> **Alıntı**:
027 surah

بِسۡمِ ٱللَّهِ ٱلرَّحۡمَٰنِ ٱلرَّحِيمِ

وَإِنَّ رَبَّكَ لَيَعۡلَمُ مَا تُكِنُّ صُدُورُهُمۡ وَمَا يُعۡلِنُونَ ٧٤

Hâlbuki sîneleri ne gizliyor ve ne ilan ediyorlar Rabbin her hâlde hepsini biliyor..

– Elmalılı Hamdi Yazır

Kuşku yok ki, senin Rabb'in onların gerek içlerinde sakladıkları ve gerekse açığa vurdukları tüm duyguları bilir.

– Seyyid Kutub

Şüphesiz senin Rabbin onların kalplerinin gizlediği şeyleri de, açığa çıkardıklarını da mutlaka bilir.

– Diyanet İşleri

وَمَا مِنۡ غَآئِبَةٖ فِي ٱلسَّمَآءِ وَٱلۡأَرۡضِ إِلَّا فِي كِتَٰبٖ مُّبِينٍ ٧٥

Ve yerde, gökte hiçbir gāib yoktur ki açık bir kitapta olmasın.

– Elmalılı Hamdi Yazır

Göklerdeki ve yeryüzündeki bütün bilinmezler, tüm sırlar mutlaka apaçık kitapta yer alır.

– Seyyid Kutub

Gökte ve yerde gâib (gizli) hiçbir şey yoktur ki apaçık bir Kitap'ta (Levh-i Mahfuz'da) olmasın.

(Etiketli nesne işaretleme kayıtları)
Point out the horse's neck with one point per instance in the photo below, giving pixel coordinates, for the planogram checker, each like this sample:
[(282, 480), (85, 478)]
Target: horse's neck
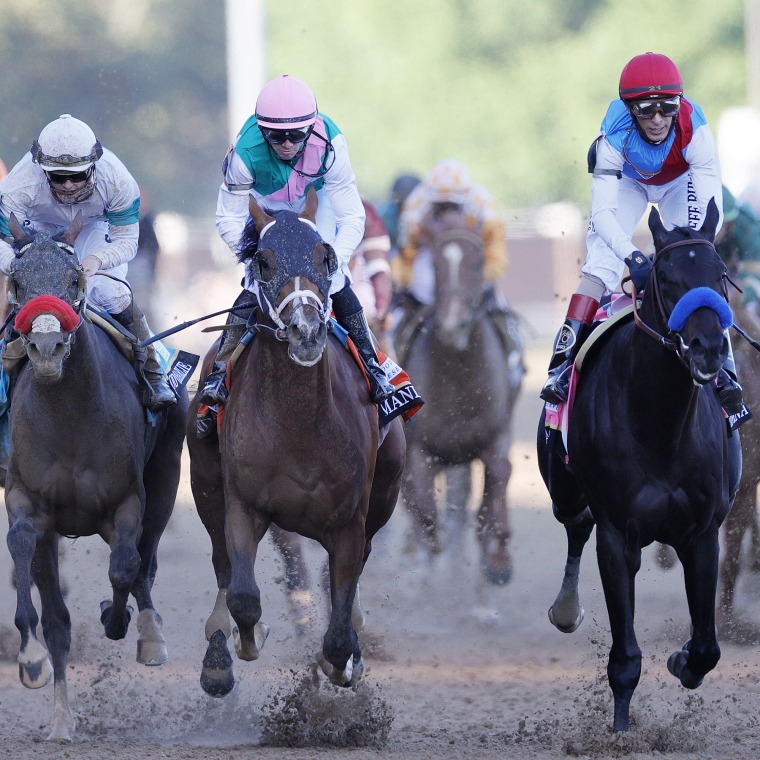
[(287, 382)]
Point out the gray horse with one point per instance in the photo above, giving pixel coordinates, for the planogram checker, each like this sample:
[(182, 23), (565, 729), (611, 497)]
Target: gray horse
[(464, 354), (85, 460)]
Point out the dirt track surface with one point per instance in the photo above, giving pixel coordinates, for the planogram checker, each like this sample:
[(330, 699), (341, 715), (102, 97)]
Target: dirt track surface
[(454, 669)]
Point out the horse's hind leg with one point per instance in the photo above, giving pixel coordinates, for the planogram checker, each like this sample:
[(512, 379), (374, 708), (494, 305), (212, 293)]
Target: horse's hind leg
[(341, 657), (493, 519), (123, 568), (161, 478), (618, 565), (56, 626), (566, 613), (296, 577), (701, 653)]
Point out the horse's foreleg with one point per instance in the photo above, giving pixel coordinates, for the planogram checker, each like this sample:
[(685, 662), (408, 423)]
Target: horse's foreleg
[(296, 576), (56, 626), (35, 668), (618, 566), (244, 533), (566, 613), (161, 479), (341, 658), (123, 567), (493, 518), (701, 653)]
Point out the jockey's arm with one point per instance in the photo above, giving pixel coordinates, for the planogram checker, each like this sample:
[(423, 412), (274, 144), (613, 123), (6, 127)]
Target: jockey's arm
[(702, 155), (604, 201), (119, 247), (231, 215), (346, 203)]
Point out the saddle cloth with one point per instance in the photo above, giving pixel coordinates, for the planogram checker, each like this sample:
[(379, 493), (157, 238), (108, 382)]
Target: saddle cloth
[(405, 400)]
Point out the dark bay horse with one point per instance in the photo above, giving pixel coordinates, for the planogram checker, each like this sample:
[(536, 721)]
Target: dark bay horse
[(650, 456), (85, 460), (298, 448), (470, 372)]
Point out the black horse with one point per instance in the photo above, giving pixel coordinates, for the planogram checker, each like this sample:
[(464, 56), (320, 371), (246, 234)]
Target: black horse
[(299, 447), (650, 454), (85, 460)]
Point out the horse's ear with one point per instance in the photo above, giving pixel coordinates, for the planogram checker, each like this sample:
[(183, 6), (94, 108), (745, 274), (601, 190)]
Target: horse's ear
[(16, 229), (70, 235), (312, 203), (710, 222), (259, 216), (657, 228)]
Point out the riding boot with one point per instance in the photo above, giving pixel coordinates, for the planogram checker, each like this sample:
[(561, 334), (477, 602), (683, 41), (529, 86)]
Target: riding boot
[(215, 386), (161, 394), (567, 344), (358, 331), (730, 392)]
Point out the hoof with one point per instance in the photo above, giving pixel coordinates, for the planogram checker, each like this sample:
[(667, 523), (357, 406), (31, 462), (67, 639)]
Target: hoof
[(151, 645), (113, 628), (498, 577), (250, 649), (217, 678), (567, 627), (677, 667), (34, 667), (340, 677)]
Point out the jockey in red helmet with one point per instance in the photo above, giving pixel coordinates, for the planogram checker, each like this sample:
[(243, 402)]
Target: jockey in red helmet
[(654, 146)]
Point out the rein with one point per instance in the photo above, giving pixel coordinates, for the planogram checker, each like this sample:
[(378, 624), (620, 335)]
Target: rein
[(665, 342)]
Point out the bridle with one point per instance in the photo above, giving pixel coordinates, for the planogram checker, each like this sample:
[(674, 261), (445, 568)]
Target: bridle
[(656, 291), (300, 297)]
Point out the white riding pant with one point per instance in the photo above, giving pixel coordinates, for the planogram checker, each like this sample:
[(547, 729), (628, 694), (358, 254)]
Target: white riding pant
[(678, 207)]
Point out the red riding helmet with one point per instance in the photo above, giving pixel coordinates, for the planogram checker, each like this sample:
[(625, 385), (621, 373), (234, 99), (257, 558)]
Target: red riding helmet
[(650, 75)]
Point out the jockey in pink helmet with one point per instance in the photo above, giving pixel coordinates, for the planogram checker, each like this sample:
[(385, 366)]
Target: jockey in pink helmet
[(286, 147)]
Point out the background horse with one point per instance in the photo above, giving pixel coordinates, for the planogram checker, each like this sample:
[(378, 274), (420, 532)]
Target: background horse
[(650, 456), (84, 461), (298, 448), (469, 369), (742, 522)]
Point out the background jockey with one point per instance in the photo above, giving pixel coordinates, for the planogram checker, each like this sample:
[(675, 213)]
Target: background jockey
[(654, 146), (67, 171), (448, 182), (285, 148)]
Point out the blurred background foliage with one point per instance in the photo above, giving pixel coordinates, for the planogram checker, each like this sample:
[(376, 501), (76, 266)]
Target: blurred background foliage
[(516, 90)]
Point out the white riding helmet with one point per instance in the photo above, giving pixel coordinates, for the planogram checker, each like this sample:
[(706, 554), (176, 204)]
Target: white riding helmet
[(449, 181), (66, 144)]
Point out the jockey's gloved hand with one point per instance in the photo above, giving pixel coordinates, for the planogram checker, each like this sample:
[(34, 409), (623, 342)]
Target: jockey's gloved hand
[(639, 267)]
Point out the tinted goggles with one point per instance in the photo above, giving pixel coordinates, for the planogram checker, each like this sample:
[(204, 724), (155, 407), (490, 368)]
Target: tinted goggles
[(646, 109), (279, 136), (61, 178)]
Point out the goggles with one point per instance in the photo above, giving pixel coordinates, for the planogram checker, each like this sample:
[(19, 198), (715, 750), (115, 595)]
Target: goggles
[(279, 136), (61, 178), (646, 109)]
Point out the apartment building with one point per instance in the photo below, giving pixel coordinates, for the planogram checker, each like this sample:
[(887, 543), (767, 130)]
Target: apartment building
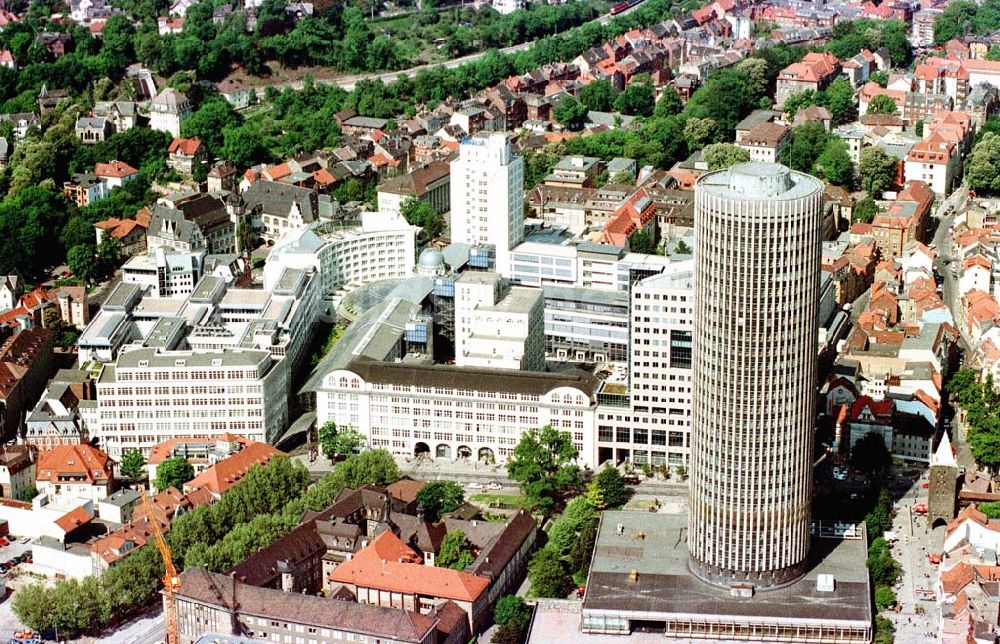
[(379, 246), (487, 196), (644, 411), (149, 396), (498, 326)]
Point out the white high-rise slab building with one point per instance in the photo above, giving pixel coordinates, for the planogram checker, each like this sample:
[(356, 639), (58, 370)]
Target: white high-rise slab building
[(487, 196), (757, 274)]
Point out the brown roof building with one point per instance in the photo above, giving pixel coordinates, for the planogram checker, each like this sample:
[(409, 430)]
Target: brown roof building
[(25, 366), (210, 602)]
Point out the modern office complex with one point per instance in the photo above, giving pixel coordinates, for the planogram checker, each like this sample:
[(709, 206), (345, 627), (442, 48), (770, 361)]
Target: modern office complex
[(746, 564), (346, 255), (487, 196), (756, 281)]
---
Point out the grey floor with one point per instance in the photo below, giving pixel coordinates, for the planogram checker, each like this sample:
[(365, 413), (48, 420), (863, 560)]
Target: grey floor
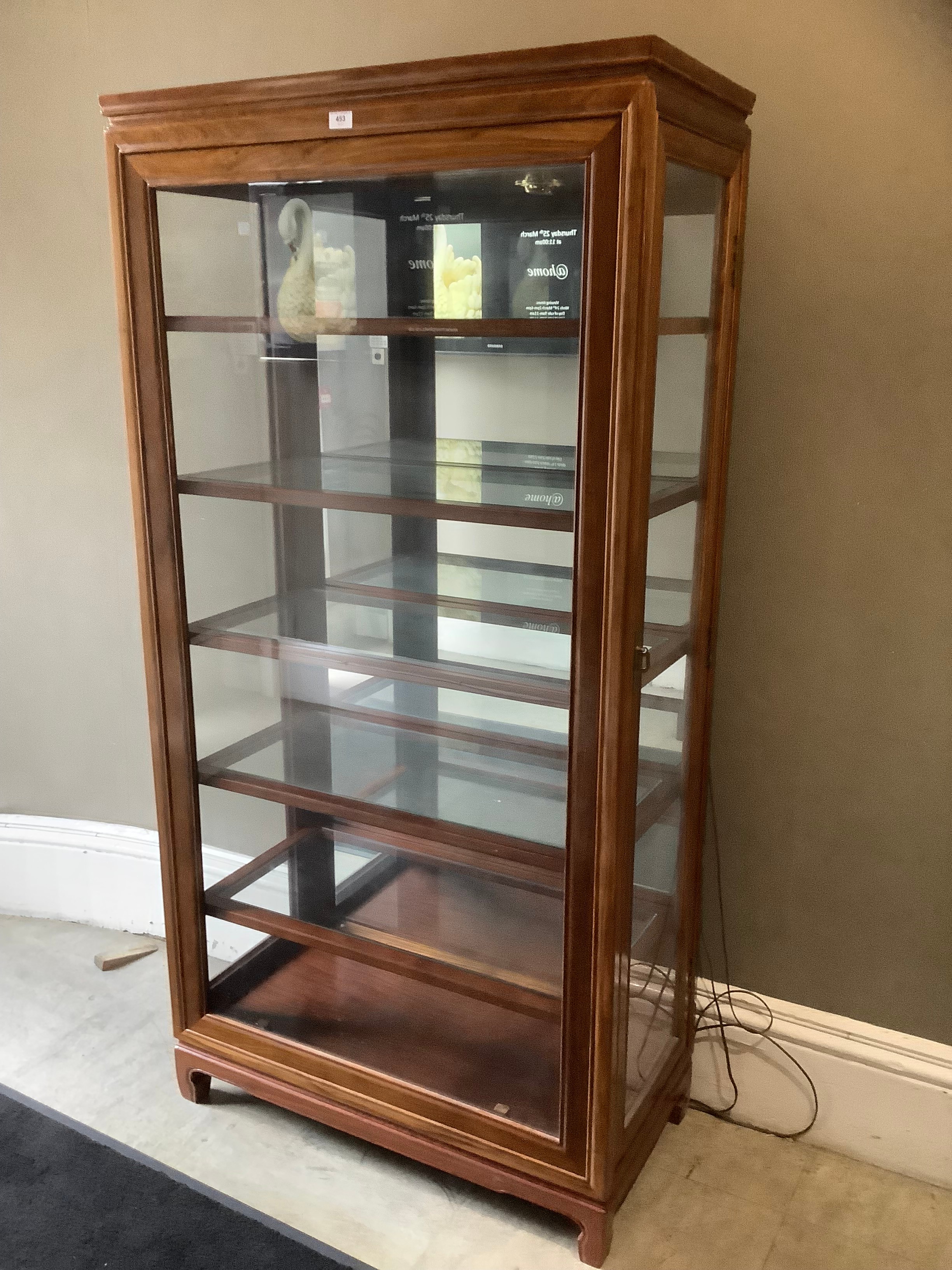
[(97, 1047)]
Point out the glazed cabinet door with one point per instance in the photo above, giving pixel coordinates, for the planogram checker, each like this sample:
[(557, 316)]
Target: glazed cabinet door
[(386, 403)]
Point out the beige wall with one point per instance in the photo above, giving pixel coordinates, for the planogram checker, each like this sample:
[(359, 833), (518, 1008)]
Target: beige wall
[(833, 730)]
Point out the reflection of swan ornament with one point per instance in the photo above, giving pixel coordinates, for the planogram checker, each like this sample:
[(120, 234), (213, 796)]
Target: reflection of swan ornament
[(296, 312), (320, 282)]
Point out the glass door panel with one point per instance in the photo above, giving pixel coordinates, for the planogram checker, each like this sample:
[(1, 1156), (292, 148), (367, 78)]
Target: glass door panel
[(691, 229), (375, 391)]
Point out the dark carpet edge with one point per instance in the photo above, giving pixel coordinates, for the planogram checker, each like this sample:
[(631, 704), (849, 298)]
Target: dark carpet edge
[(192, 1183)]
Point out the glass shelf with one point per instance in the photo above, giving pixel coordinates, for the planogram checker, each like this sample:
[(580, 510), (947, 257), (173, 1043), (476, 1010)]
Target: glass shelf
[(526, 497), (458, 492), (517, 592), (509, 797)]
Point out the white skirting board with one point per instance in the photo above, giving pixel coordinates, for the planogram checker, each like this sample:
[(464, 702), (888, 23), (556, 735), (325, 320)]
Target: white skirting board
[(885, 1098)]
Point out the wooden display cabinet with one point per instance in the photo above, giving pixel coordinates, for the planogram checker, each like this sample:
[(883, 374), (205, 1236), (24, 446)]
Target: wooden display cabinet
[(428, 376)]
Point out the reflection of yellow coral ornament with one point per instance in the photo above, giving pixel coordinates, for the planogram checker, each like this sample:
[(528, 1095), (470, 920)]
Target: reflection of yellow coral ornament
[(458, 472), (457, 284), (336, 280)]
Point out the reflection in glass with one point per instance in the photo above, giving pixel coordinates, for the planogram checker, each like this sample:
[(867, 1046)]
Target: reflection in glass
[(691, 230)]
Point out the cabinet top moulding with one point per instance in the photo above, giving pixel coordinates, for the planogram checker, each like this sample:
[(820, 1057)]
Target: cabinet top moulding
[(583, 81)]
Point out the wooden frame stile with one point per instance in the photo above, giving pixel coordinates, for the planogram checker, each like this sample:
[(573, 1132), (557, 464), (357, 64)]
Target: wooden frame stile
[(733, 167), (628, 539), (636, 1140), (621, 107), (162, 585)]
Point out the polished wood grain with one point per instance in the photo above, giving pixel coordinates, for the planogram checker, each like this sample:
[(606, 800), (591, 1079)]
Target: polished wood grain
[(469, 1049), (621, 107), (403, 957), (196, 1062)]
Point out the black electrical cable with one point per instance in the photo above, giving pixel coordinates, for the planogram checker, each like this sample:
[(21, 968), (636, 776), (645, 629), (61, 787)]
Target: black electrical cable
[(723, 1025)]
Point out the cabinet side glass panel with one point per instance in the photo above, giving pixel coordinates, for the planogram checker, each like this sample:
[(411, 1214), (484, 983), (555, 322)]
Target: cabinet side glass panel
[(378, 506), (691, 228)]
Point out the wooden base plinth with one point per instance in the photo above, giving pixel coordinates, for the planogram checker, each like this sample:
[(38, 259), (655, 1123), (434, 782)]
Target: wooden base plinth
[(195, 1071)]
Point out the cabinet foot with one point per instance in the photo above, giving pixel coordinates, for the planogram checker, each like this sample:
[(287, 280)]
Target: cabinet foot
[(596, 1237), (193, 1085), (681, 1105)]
---
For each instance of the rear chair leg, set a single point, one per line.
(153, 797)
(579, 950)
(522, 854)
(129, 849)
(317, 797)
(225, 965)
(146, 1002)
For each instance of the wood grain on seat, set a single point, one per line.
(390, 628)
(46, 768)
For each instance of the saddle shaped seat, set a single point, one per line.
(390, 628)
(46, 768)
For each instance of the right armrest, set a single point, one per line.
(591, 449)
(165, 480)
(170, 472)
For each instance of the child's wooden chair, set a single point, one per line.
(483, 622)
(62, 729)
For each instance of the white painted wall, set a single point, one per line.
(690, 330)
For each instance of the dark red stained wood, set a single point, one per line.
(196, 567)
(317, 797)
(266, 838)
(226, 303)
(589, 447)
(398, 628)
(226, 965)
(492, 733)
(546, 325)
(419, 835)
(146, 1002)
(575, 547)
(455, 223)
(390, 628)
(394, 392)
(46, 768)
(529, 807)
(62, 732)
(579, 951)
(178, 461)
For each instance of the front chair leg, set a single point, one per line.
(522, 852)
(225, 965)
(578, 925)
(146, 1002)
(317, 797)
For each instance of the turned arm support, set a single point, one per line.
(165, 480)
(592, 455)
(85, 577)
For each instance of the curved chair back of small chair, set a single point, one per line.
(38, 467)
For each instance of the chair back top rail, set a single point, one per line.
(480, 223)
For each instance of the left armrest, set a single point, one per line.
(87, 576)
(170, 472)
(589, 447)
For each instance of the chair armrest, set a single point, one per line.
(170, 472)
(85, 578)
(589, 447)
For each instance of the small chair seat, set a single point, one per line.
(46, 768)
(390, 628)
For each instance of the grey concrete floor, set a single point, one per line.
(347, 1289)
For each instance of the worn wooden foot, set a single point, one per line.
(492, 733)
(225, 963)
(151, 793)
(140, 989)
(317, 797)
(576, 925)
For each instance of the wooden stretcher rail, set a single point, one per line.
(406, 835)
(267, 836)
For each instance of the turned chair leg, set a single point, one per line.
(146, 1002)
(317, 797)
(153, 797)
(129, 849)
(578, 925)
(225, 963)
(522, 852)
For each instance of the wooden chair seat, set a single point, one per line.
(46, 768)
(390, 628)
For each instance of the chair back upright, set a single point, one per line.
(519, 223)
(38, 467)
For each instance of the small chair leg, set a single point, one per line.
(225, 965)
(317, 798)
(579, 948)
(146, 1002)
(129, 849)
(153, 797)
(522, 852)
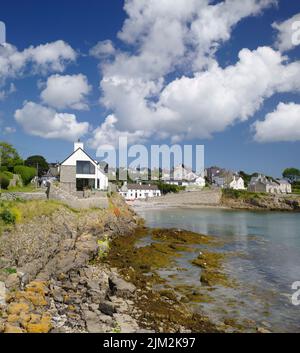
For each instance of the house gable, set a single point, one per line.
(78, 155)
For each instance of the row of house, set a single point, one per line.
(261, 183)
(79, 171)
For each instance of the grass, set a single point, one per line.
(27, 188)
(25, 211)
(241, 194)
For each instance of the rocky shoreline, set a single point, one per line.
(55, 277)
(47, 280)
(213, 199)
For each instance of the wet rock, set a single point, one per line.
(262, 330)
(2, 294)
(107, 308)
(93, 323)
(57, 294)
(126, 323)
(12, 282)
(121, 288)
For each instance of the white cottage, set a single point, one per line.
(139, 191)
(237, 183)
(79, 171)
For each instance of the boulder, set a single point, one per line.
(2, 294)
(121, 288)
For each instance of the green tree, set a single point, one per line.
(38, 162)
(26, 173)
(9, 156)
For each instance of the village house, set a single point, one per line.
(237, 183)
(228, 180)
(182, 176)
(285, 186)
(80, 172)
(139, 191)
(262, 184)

> **Görev**: Yukarıdaki ayet mealleri metninde "Hâlbuki sîneleri ne" ile başlayıp "tüm duyguları bilir." ile biten kısmı hiç değiştirmeden yineleyin.

> **Alıştırma çıktısı**:
Hâlbuki sîneleri ne gizliyor ve ne ilan ediyorlar Rabbin her hâlde hepsini biliyor..

– Elmalılı Hamdi Yazır

Kuşku yok ki, senin Rabb'in onların gerek içlerinde sakladıkları ve gerekse açığa vurdukları tüm duyguları bilir.